## [Dataset entries]
========================================
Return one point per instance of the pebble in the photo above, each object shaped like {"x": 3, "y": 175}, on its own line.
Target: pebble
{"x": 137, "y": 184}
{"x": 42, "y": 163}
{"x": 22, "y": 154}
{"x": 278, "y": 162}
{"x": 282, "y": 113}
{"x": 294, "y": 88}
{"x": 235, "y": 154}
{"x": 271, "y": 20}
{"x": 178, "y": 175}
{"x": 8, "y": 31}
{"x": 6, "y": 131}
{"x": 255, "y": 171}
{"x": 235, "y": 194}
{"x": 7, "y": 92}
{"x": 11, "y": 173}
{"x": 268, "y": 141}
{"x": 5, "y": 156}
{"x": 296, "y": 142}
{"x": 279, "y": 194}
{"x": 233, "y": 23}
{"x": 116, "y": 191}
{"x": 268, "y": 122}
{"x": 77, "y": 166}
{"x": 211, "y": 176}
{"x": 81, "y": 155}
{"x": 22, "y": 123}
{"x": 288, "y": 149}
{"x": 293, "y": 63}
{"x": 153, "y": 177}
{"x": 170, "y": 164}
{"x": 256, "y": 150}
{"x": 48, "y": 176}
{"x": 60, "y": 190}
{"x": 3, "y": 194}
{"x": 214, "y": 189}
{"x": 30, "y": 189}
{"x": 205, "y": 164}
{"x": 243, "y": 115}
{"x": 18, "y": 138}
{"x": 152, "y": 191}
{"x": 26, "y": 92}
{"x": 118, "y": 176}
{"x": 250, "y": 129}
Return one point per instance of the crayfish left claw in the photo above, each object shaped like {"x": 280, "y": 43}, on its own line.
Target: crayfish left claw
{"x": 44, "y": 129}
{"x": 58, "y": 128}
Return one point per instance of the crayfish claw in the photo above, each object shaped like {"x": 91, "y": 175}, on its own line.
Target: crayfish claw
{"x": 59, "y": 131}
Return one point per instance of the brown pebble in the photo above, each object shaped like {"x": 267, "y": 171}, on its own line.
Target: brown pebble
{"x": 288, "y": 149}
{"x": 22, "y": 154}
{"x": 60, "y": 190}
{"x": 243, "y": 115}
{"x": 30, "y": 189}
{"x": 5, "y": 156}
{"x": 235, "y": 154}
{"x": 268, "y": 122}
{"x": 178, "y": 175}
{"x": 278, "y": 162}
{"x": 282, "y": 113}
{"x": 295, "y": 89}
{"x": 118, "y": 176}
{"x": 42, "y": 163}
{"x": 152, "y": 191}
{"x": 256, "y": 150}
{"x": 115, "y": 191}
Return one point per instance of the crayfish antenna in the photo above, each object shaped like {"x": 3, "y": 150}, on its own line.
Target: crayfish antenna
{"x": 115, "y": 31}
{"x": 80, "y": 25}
========================================
## [YOUR TASK]
In the records above, find every line containing the word "each" and show it.

## [SOLUTION TO THIS EXERCISE]
Return one point per instance of the pebble in the photo above, each object shaped like {"x": 3, "y": 175}, on its own line.
Return one point per instance of the crayfish left claw in the photo above, each object shaped like {"x": 280, "y": 43}, on its own line.
Return one point per instance of the crayfish claw in the photo above, each object shaped like {"x": 91, "y": 175}, on its own line.
Return one point per instance of the brown pebble in the photo above, each object shaped like {"x": 267, "y": 171}, on its own line.
Return one point per instance of the crayfish antenna in the photo above, each object shaped like {"x": 3, "y": 150}, on its own line.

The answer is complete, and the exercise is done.